===== Given passage =====

LWN: Comments on "GEM v. TTM"

GEM v. TTM

quotemstr — Fri, 26 Dec 2008 01:57:37 +0000

Or, you know, fix whatever file descriptor infrastructure makes the management problematic.

GEM v. TTM

dibbles_you — Fri, 26 Dec 2008 01:13:14 +0000

"The GEM API tries to do away with the mapping of buffers into user space. That mapping is expensive to do and brings all sorts of interesting issues with cache coherency between the CPU and GPU. So, instead, buffer objects are accessed with simple read() and write() calls. Or, at least, that's the way it would be if the GEM developers could attach a file descriptor to each buffer object. The kernel, however, does not make the management of that many file descriptors easy (yet), so the real API uses separate handles for buffer objects and a series of ioctl() calls."

=====

Given exercise a – In the records, rename "blue sky" to "open sky" in everything from the line containing "Which spot sits on each instance of the green" down to the line containing "x=151 y=108", and give those lines again with all else unchanged.

===== Data provided =====

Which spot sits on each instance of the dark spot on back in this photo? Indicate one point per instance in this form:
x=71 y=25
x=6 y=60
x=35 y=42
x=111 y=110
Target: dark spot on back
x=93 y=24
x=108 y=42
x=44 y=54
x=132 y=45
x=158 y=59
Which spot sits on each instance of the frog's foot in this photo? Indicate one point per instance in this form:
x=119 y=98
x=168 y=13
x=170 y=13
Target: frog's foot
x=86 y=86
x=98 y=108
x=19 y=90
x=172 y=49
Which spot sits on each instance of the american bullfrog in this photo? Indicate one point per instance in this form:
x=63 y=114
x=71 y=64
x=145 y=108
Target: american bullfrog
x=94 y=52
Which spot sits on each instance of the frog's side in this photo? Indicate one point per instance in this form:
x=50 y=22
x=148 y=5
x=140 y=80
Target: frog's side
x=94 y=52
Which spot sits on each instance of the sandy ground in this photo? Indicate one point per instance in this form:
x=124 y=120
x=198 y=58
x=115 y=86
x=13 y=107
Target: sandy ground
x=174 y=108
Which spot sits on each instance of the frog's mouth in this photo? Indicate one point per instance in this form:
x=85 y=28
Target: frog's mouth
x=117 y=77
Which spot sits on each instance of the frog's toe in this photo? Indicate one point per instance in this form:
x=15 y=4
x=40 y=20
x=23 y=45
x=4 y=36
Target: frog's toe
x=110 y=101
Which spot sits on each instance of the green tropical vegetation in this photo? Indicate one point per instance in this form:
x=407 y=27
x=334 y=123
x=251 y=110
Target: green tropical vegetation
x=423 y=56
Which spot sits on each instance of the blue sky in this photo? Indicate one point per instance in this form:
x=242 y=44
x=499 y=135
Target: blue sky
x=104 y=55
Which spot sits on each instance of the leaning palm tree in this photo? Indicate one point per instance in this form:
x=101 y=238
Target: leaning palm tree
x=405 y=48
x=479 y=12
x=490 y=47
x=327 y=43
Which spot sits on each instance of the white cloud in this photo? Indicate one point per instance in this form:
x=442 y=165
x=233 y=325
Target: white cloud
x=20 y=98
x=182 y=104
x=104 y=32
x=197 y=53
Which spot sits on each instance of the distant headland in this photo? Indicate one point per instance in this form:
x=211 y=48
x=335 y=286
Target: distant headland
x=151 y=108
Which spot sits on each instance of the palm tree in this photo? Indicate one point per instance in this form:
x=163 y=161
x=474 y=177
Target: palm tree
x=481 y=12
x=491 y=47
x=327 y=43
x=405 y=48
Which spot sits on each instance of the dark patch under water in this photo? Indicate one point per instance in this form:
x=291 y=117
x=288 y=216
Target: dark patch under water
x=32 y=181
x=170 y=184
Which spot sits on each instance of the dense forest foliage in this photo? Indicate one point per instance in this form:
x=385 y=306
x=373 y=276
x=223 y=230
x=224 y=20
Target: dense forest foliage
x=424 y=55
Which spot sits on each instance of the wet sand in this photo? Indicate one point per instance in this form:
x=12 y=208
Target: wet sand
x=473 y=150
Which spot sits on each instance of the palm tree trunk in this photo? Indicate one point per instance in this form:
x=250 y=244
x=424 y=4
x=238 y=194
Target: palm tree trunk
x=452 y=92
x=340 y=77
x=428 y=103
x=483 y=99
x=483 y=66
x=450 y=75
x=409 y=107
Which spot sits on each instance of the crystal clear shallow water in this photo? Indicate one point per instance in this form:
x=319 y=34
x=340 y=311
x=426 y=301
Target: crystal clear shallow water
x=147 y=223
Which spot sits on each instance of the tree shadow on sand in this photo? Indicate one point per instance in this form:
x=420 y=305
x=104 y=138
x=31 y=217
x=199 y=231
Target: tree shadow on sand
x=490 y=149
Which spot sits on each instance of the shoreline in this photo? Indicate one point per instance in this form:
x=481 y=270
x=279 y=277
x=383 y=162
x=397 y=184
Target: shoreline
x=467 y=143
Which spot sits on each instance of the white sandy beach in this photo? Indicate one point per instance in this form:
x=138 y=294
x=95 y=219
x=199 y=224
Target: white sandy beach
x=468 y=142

=====

Given exercise b – Please copy everything from "LWN: Comments on" down to "the management problematic." in the GEM v. TTM thread word for word.

Exercise result a –
Which spot sits on each instance of the green tropical vegetation in this photo? Indicate one point per instance in this form:
x=407 y=27
x=334 y=123
x=251 y=110
Target: green tropical vegetation
x=423 y=56
Which spot sits on each instance of the open sky in this photo? Indicate one point per instance in this form:
x=242 y=44
x=499 y=135
Target: open sky
x=104 y=55
Which spot sits on each instance of the leaning palm tree in this photo? Indicate one point per instance in this form:
x=101 y=238
Target: leaning palm tree
x=405 y=48
x=479 y=12
x=490 y=47
x=327 y=43
Which spot sits on each instance of the white cloud in this photo? Indicate one point per instance in this form:
x=442 y=165
x=233 y=325
Target: white cloud
x=20 y=98
x=182 y=104
x=104 y=32
x=197 y=53
Which spot sits on each instance of the distant headland in this photo? Indicate one point per instance in this form:
x=211 y=48
x=335 y=286
Target: distant headland
x=151 y=108

Exercise result b –
LWN: Comments on "GEM v. TTM"

GEM v. TTM

quotemstr — Fri, 26 Dec 2008 01:57:37 +0000

Or, you know, fix whatever file descriptor infrastructure makes the management problematic.